> _LISTED ENTRIES_:
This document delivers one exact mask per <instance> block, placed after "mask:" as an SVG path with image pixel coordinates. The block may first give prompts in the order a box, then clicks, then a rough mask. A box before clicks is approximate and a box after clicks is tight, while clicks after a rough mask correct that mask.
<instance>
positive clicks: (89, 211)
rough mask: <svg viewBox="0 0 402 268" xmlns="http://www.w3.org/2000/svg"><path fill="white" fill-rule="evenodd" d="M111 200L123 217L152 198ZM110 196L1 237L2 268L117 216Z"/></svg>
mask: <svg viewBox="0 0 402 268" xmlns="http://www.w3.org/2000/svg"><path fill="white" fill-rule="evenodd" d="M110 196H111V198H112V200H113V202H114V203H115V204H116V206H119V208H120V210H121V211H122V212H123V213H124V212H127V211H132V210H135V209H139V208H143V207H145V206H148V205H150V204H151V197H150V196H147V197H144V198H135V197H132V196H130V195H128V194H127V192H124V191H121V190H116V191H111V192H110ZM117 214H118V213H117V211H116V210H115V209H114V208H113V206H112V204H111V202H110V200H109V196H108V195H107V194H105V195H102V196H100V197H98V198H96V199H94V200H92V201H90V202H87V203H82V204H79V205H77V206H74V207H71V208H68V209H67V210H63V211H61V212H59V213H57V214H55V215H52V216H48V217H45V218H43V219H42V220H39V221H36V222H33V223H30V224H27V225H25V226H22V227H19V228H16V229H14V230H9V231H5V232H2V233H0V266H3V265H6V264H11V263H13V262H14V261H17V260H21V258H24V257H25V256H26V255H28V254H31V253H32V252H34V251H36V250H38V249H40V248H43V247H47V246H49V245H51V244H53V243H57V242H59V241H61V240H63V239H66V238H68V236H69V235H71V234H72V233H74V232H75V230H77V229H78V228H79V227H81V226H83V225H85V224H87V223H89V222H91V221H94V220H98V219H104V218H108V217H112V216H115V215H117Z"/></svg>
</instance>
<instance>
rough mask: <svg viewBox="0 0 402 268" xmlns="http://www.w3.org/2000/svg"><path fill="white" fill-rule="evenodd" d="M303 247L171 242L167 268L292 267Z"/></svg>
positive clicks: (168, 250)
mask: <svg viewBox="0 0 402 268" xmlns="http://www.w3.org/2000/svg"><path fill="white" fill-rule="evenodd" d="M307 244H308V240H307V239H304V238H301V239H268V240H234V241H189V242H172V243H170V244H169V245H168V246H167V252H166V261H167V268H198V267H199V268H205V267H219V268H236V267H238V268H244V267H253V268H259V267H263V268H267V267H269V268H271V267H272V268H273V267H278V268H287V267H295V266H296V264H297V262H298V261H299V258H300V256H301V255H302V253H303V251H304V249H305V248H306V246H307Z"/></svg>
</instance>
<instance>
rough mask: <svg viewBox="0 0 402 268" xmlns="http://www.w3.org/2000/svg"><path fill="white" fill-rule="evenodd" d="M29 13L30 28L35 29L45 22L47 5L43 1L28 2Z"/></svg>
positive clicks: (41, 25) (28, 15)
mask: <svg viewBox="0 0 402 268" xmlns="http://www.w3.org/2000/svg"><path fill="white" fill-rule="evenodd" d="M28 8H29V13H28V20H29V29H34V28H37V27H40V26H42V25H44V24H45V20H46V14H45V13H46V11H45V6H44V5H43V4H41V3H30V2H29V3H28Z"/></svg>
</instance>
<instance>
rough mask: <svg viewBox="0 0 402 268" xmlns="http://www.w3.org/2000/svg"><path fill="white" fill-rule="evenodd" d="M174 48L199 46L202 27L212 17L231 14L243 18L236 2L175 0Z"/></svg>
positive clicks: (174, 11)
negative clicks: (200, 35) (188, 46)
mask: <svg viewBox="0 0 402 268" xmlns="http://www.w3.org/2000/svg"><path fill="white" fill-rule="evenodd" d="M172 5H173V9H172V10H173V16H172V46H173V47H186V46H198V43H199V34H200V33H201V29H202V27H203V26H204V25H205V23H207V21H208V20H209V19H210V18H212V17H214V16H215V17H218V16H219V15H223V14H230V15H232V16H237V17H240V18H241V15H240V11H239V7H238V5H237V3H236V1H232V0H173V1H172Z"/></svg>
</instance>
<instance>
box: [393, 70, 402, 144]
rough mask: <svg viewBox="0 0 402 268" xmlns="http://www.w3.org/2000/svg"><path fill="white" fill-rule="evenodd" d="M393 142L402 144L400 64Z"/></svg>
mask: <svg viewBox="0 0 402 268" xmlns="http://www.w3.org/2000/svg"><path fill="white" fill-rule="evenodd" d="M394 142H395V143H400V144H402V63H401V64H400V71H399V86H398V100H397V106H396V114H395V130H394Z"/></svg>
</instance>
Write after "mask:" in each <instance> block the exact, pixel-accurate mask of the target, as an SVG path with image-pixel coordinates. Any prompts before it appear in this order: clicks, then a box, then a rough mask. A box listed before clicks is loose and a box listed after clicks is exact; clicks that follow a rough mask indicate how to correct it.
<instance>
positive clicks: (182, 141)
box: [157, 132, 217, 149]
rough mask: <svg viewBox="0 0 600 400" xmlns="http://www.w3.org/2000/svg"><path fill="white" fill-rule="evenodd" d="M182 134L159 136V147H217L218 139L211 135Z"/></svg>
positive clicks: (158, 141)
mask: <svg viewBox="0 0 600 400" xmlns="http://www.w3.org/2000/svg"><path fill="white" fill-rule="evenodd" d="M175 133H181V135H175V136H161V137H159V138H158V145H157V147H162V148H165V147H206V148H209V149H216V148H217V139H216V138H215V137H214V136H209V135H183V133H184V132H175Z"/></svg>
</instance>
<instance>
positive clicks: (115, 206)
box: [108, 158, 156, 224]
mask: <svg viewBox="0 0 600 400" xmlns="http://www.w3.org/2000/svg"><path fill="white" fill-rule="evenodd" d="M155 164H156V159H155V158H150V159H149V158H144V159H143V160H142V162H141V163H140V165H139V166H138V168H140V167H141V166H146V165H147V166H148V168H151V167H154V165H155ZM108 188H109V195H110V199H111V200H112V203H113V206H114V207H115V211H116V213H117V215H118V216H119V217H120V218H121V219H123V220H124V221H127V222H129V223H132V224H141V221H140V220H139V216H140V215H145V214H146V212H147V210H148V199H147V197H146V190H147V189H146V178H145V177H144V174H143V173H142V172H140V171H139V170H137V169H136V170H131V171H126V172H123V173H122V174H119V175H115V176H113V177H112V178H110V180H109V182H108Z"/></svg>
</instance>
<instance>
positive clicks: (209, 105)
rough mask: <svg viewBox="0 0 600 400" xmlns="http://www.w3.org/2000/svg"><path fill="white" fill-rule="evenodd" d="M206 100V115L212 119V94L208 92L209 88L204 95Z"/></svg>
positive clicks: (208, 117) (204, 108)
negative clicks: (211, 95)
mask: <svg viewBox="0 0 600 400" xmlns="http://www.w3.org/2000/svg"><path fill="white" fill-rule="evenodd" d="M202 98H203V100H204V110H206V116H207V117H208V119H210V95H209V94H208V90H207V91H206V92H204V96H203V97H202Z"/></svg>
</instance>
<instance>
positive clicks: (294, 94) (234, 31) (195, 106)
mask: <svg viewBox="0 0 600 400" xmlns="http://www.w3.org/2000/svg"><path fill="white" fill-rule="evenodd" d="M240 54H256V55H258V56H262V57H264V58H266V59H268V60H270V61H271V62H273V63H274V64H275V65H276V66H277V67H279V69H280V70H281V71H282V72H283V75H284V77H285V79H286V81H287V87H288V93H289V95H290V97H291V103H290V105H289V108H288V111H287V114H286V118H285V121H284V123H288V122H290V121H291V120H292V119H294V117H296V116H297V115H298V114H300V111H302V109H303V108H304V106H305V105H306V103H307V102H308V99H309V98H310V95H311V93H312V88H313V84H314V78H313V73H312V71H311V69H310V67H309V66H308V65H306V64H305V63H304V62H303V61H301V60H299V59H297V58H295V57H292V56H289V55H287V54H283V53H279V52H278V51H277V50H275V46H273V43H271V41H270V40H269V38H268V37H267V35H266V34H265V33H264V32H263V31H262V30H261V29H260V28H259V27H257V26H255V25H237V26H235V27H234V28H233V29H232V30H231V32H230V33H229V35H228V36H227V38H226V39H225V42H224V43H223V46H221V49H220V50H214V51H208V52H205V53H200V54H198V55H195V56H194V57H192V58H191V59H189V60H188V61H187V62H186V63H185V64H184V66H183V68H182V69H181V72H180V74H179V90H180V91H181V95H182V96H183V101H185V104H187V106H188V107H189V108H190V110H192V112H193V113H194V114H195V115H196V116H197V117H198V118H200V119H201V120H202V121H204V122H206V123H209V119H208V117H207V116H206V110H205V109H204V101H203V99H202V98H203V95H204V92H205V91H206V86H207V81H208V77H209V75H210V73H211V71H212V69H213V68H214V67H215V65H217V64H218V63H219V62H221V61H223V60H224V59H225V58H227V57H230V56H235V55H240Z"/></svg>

> _EXERCISE GOAL_:
Which lines in the material above include the string "image"? Pull them out.

> _WRITTEN RESPONSE_:
This document delivers one exact mask per <instance> block, placed after "mask:" as an SVG path with image pixel coordinates. The block may first give prompts in the order a box, then clicks, then a rough mask. A box before clicks is approximate and a box after clicks is tight, while clicks after a rough mask correct that mask.
Write after "mask:" in each <instance> block the exact, pixel-accurate mask of the target, as an SVG path with image-pixel coordinates. Any prompts before it appear in this order: clicks, then a box, then a rough mask. A box listed before clicks is loose and a box listed after clicks is exact; clicks that follow a rough mask indicate how to correct it.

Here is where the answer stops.